TO BE DONE:
1) List every town or city named in the press briefing transcript below.
2) Write what comes next in the press briefing transcript below, starting right after its final question.

TEXT PASSAGE:
____________

MR. BURNS: Let me take the second part of it first, and I will get to the first part.

On the second part: I think this type of behavior, this brutal action, is consistent with what transpired in and around Srebrenica and Zepa in mid-July, and it is consistent with the brutal nature of the Bosnian Serb military and paramilitary units during the last four years.

We would be naive to believe otherwise. They have created a record for themselves which is reprehensible, and we have to assume that the standard operating procedure, which includes all of these sordid acts, is continuing. Whether it is an attempt to end the peace process or break it down, we can't say, because we have not, of course, had any access to the people who have perpetrated these crimes.

This will not end the peace process. The United States and our partners will not be deterred by these actions. In fact, the way to stop these actions permanently is to achieve a full and comprehensive peace, and that's what the United States intends to do.

Andrea, in answer to your first question, we have no direct evidence or any evidence of a relationship between Milosevic and Arkan. We do know, however, that the Serbian Government has influence on the Bosnian Serb military, and we assume that the Serbian Government has influence on at least some of these paramilitary units.

Q Did Holbrooke appeal to Milosevic yesterday to restrain Arkan?

MR. BURNS: Excuse me.

Q Isn't Arkan responding directly --

MR. BURNS: Let me just complete my thought here. I can't tell you what the relationship is between Milosevic and Arkan personally. That's what I said. I also was just going on to say we assume that the Serbian Government, however, does have influence not only over the Bosnian Serb military leadership but also over some, if not many, of these paramilitary units. That is why Dick Holbrooke raised the issue specifically of these paramilitary units with Milosevic directly two days ago, and Dick Holbrooke raised specifically the actions of this man Arkan with Milosevic.

In general, what President Milosevic has said in return to Dick Holbrooke but also to Rudy Perina, our Charge d'Affaires there, for the last week -- he has said that he does not support these efforts, and that if he uncovers evidence that they are occurring, he will try to use his influence to stop him.

We are taking him at his word. We believe that there are too many credible reports of these incidents to ignore them, and we would call upon the Serbian Government to use its influence to help stop these abuses.

Q Could you go back to two to three thousand -- you call them people -- are these the draft-age Muslims?

MR. BURNS: Again, the information that we have is general. It has been pieced together. But it appears that of the 6,200 people in Zenica who are refugees from Banja Luka, they are missing as families -- roughly two to three thousand people from their families -- and these are in the great majority men -- young boys and men. This does fit the pattern that was established so sordidly by the Bosnian Serbs in Srebrenica.

Q Can I ask you, because relationships are in the vocabulary now when you talk about terrorism or brutality -- there's a relationship between a government which you deal with, with brutal crimes. If there is a relationship and yet at the same time you're taking Milosevic at his word that he knows nothing about it and would stop it if he ever heard about such a terrible thing, doesn't the relationship and the fact that these units went out and killed all these people imply or suggest any blame should be attached to Milosevic? If there's a relationship and it wasn't used to prevent this, is there some at least moral fault here?

____________

EXTRACTED DATA:
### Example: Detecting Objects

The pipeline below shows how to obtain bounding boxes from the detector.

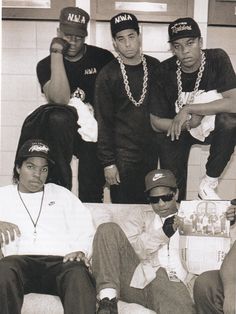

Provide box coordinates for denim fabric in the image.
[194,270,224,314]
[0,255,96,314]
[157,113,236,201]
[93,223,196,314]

____________

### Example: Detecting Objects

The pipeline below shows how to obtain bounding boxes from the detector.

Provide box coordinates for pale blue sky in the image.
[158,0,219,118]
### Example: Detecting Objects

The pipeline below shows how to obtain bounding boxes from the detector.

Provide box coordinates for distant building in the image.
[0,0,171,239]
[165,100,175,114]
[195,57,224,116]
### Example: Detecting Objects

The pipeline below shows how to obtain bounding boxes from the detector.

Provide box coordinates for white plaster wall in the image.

____________

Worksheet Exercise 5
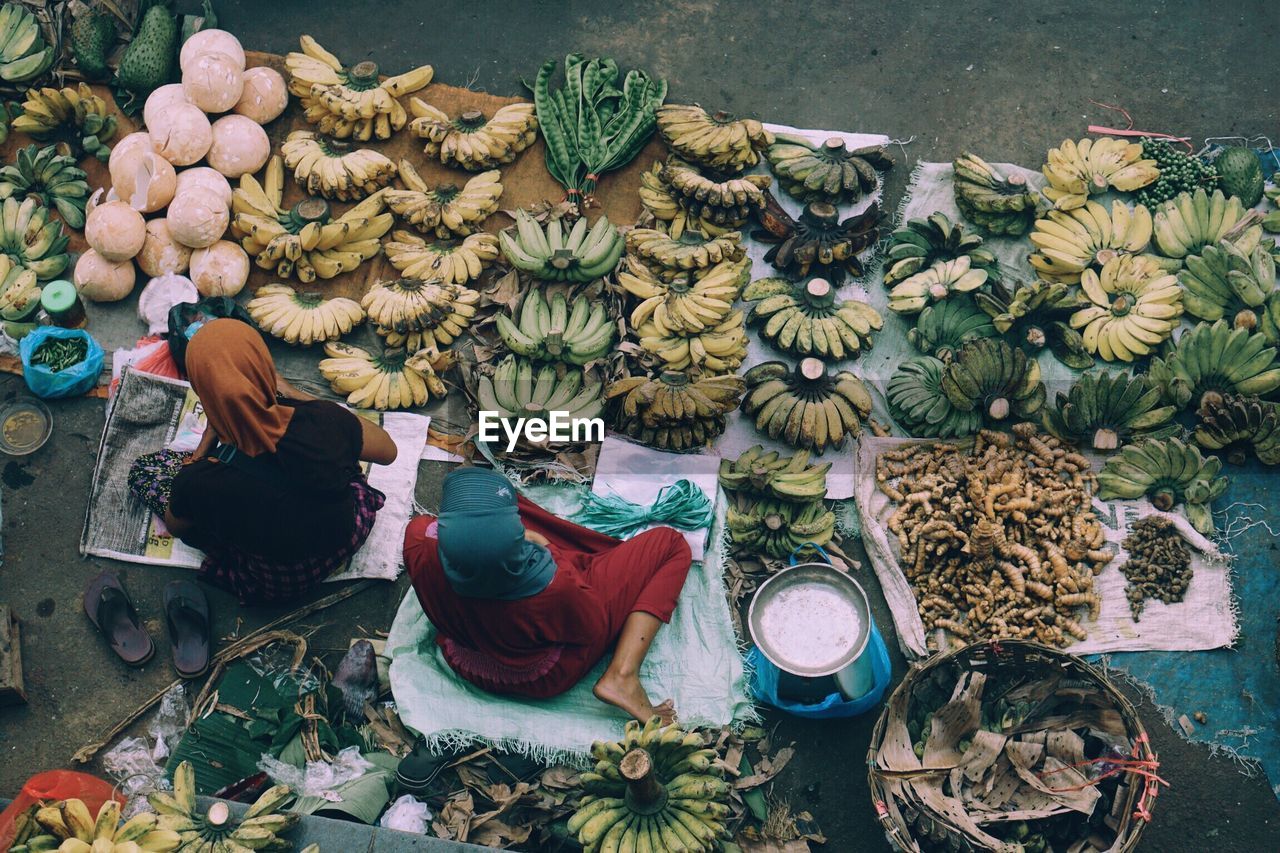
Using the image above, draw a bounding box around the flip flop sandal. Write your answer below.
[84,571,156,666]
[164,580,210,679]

____________

WRITTEN RESPONSES:
1) Srebrenica, Zepa, Zenica, Banja Luka

2)
MR. BURNS: The moral fault and the blame has to be centered on the people who have carried out these crimes, first and foremost.

Secondly, and in addition to that, certainly responsibility -- moral or political or otherwise -- has to be attached to people who support these paramilitary units.

We know that the Bosnian Serb military supports and acts in concert with these military units, and that is why, based on just the record in the past, there are two indicted war criminals who lead the Bosnian Serb military.

We also know that the Serbian Government has had influence and has supported in the past the Bosnian Serbs in general, and so we assume that there is influence there.

What I cannot tell you, based on the evidence that either Mr. Shattuck brings back or other evidence that we have -- I cannot tell you whether or not there is a direct command and control relationship between Serbs and Bosnian Serb paramilitary units.

It's an important question, and I understand why they're asking that question, but we have no independent evidence on that particular question. By the way, we have looked through many sources to try to uncover the answers to those questions.

Q Nick, as your Embassy in Belgrade can no doubt tell you, and, as I have said before here, Arkan, as he calls himself, has a business and a home in Belgrade and has openly recruited his paramilitary personnel through publications in Belgrade. He's a citizen of Serbia. He operates relatively openly in the state that Mr. Milosevic is in charge of.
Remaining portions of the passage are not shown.